Exercise instructions: Write out the lines from the one containing "Find the snow-covered" through the end of the rows as a numbered list, leaving out any blank lines.

Rows contained in a dataset

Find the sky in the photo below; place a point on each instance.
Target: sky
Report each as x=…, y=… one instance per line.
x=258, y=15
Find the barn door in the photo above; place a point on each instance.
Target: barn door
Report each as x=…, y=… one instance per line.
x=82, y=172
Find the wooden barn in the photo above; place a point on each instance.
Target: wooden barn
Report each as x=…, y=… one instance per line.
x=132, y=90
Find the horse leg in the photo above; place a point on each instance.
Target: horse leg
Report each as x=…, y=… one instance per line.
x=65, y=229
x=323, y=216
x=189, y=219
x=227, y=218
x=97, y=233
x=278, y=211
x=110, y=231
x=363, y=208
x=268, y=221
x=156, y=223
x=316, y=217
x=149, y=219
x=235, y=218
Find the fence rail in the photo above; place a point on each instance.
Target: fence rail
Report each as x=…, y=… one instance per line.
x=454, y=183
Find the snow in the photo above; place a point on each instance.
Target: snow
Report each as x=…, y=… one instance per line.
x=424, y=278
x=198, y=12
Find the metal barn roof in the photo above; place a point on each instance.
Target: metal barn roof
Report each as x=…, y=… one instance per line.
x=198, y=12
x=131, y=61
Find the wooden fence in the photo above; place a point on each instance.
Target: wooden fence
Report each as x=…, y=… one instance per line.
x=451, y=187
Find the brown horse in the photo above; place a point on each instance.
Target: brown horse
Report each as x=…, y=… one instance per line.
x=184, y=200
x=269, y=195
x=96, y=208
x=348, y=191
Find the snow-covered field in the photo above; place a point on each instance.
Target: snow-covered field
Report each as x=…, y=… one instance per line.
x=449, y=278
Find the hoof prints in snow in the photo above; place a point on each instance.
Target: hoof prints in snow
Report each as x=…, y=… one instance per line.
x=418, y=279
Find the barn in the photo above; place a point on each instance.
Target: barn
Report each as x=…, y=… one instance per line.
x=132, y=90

Full solution:
1. Find the snow-covered field in the photo above; place a point on each instance.
2. Target: snow-covered field
3. Report each as x=…, y=… one instance per line.
4. x=449, y=278
5. Find the hoof prints in snow in the photo above; place a point on each instance.
6. Target: hoof prints in snow
7. Report each as x=…, y=… one instance per line.
8. x=418, y=279
9. Find the barn in the photo above; place a point on each instance.
10. Target: barn
11. Report each as x=…, y=… one instance per line.
12. x=132, y=90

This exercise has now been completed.